Exercise aim:
Take the line that contains "indicate the standing" as the first line and the final line of the records as the last; return exactly those lines and the lines between.

Dataset excerpts:

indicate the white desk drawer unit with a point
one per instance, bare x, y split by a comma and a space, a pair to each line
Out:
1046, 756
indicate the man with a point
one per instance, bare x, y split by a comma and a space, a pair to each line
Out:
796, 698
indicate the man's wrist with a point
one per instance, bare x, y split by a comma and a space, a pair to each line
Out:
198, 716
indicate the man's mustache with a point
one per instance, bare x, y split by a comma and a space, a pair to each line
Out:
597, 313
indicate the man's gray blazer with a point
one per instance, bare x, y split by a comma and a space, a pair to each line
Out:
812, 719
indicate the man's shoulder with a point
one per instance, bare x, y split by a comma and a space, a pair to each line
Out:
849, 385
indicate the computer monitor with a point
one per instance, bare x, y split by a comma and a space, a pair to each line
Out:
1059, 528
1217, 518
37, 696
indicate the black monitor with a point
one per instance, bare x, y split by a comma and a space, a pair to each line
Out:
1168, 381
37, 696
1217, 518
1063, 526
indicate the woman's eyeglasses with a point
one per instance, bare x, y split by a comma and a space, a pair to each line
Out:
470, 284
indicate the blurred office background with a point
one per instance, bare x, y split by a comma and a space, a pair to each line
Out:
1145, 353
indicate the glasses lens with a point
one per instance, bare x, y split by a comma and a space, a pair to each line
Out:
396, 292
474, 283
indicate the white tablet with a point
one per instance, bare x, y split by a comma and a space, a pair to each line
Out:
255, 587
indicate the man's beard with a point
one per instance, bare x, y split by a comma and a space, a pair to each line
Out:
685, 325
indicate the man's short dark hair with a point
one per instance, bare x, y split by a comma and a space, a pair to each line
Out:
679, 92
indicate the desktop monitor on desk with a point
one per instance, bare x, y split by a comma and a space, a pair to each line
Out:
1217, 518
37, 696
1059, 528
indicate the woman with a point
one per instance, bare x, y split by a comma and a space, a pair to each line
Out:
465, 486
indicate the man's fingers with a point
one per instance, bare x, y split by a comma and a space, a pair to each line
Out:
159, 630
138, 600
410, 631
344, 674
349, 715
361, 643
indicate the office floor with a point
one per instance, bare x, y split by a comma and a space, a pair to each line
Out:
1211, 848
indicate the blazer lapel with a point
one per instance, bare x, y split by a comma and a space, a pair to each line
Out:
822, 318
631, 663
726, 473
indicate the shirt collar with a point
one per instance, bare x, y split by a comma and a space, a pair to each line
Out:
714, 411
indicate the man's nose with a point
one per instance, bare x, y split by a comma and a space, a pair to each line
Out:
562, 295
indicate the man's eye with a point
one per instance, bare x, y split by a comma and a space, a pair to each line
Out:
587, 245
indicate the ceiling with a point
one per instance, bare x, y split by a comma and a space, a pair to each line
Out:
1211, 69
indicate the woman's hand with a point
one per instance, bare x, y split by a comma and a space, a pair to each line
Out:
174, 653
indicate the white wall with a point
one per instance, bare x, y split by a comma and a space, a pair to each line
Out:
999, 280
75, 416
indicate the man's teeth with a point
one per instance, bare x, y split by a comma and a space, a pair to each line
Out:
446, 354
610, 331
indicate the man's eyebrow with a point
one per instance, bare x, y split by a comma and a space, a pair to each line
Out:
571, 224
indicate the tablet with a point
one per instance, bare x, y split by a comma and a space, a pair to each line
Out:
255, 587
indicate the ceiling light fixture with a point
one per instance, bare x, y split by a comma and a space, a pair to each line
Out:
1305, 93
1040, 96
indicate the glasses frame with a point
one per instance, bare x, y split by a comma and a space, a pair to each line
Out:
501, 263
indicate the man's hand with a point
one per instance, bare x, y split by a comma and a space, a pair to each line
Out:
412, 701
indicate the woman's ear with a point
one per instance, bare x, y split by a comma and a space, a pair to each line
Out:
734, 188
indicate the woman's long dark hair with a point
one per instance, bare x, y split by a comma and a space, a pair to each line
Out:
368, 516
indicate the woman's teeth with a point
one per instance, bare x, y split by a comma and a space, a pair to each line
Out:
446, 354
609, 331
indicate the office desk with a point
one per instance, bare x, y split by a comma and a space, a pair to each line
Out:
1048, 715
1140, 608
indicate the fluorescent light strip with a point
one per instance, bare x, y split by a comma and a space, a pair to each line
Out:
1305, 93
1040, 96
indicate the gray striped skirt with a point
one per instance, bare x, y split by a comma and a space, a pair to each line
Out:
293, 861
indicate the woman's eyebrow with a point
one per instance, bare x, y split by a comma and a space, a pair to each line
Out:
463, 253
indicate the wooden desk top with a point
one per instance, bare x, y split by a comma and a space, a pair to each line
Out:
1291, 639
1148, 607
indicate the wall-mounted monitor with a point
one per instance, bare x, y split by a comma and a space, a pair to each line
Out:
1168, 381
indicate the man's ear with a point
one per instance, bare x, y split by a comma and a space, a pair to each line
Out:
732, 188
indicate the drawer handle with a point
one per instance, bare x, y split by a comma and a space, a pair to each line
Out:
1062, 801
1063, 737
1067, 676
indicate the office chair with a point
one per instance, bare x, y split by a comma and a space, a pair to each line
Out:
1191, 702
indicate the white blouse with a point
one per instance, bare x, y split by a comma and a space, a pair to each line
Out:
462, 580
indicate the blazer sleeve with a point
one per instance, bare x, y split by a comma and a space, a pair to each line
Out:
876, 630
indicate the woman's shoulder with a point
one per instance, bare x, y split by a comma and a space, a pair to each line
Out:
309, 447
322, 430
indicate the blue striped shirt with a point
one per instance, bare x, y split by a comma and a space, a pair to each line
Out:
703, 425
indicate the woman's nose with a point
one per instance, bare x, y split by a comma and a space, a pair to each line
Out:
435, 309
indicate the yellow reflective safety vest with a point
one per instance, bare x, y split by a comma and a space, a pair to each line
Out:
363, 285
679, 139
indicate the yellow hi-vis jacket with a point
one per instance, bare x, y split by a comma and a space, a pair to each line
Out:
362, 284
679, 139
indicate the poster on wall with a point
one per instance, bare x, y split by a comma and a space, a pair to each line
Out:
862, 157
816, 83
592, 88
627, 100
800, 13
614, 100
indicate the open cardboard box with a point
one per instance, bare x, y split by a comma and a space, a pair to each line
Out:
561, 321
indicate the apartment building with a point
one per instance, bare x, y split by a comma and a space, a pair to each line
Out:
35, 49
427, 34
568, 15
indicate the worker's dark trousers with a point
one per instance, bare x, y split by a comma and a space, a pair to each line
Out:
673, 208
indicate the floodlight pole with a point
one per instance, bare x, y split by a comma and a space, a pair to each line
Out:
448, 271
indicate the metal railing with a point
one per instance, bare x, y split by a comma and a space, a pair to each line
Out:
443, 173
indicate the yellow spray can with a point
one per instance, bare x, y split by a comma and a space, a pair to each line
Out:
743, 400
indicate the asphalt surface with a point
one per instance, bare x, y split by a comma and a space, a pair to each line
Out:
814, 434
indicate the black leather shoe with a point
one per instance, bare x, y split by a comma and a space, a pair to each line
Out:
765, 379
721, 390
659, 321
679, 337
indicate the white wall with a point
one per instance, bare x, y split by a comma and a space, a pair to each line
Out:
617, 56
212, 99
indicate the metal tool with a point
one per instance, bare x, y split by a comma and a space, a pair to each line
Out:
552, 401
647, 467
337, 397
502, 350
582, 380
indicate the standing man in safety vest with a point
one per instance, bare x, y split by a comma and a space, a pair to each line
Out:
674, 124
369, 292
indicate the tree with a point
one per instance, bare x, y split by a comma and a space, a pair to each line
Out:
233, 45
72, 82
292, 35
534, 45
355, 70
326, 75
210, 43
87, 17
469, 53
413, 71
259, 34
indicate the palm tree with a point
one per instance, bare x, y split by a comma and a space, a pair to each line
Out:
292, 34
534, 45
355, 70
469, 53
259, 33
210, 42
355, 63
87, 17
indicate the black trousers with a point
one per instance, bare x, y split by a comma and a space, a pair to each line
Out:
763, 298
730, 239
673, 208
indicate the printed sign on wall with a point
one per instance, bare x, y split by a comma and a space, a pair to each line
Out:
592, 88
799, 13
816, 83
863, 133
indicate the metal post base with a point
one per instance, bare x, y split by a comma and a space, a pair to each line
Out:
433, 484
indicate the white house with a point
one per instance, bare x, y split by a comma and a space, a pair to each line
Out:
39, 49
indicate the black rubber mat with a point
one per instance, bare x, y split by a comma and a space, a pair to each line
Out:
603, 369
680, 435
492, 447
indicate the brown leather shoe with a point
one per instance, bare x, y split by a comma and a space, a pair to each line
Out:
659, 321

Correct response:
indicate the standing man in safety vest with a point
one per instance, bare x, y split by a comma and a space, a pair to each line
Out:
674, 124
369, 292
indicate the tree with a point
one per instance, bare x, y split by a comma and a space, a pair to each line
Out:
233, 45
72, 82
292, 35
534, 45
355, 70
326, 75
210, 43
87, 17
469, 53
413, 71
259, 34
indicate the palm tree with a point
one per instance, bare x, y split by a comma and a space, a pair to each line
Out:
292, 34
534, 45
355, 70
469, 53
259, 33
210, 42
355, 63
87, 17
indicate the black trousers with a point
one per instance, bare x, y split by a comma and a space, a pair to each line
Out:
763, 298
730, 239
673, 208
indicate the printed sign on wall with a point
one per instance, bare x, y split by a comma and a space, a pair to each line
Out:
592, 88
799, 13
816, 83
863, 133
indicate the metal post base with a point
one per instance, bare x, y split by a comma and a space, a pair to each line
Out:
433, 484
indicate the white house with a point
one per instance, bare x, y split by a comma and a space, a pair to each line
Out:
39, 49
indicate the black rubber mat with a point
one per instance, bare x, y split by a comma and a space, a pair to each line
Out:
603, 369
680, 435
492, 447
indicate the brown leather shoe with a point
one per instance, bare x, y split by a comma and a space, a pair to each line
Out:
659, 321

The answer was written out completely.